(Exercise materials begins)

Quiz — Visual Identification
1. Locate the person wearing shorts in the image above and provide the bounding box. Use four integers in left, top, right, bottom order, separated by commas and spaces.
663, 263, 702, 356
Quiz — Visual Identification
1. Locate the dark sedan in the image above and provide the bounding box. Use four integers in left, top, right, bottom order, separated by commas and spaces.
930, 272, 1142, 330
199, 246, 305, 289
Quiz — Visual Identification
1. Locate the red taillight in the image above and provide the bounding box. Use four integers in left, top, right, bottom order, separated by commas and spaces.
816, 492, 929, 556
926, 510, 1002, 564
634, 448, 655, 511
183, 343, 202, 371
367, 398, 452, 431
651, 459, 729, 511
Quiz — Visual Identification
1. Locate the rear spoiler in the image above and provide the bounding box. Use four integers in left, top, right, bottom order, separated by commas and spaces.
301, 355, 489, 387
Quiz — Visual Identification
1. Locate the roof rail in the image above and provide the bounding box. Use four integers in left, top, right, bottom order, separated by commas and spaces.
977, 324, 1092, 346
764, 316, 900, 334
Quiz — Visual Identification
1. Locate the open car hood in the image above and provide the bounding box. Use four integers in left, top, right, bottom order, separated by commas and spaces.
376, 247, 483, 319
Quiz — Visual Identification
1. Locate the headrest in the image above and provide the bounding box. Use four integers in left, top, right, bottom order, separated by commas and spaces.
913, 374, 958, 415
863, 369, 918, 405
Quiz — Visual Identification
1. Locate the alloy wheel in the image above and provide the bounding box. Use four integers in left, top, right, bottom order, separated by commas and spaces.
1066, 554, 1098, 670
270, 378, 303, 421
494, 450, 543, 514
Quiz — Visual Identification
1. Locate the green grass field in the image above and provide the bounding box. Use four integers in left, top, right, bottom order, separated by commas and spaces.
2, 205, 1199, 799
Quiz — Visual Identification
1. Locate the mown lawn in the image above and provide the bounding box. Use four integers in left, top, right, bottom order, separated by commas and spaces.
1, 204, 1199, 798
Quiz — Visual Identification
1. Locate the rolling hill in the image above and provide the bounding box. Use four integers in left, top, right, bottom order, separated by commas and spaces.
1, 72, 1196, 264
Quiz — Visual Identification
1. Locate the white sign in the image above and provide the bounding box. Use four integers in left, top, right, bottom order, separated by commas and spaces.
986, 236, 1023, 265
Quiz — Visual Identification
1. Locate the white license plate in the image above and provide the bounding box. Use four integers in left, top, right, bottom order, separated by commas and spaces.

(Exercise materials ends)

Everything in the listing should be written out again exactly.

Answer to this task:
Quiz — Visual Identification
1. Locate the person wearing shorts in the image above and provide the bounding box. Use four integers in left, top, right, bottom order, separated by commas and spaces.
663, 263, 702, 356
Quiz — Visual Identification
1. Locate the dark sedan in the image above and provide the bounding box. Use four integers in left, top, right, bottom order, separated by commas and spaces.
930, 272, 1142, 330
199, 246, 305, 289
Quiz — Visual Identification
1. Locate the red taillight in the image above and provide the bounding box. Use four integers in left, top, right, bottom order, separated by commas and spaces.
816, 492, 929, 556
926, 510, 1002, 564
634, 448, 655, 511
183, 343, 202, 371
367, 398, 452, 431
651, 459, 729, 511
Quiz — Visual Identification
1. Locate the rear spoiler in the image above and provide the bounding box. Use four integers in left, top, right, bottom order, separated by commas and spaces.
301, 355, 489, 387
Quiz — Visual Identification
1. Locate the roof rail in the image above and provide the bounding box. Use four integers in left, top, right, bottom order, separated by commas and spaces.
977, 324, 1092, 346
764, 316, 900, 334
Quiz — Visual Identification
1. Locate the open car hood in the image above and provide the bounding box. Use four integers in left, top, right, bottom order, separated by commas and spaces.
376, 247, 483, 319
Quiz — Visual Identification
1. Locate the headrest in the image above and provide the bounding box. Use four integers in left, top, right, bottom order, separated by commas and spaces.
913, 374, 958, 415
863, 369, 918, 405
Quiz — Visual Identification
1. Locate the alloy wheel in the image above and provide the bounding box. Use four integers in left, top, right, bottom order, separated by commas and spaces.
1066, 554, 1098, 670
270, 378, 303, 421
494, 450, 543, 514
Quiz — Visual Identification
1. Locate the green grass field in the image above and provide the bounding box. Use four integers in left, top, right, bottom order, separated by commas and spaces.
2, 205, 1199, 799
Quiz — Visual Identification
1. Locate the mown lawn in the image above and provide the bounding box. Use four integers in left, top, right, bottom order, separated by commas and spaces.
1, 204, 1199, 798
Quiz — Visual Identification
1. Locate the rolling hill in the image above and provide the bounding box. Use four integers in left, top, right, bottom order, separated by commas and spaces.
1, 72, 1196, 264
Quiz — Visual Identification
1. Locate the white sign in the image above and provide the bounding box. Use four integers in left, top, right, bottom order, separated by commas and spaces.
986, 236, 1023, 265
Quiz — Visual Identification
1. Locate the white license plate in the image above and provide the bounding box. Use four integers in left, top, right, bottom order, separated by commas and spaces.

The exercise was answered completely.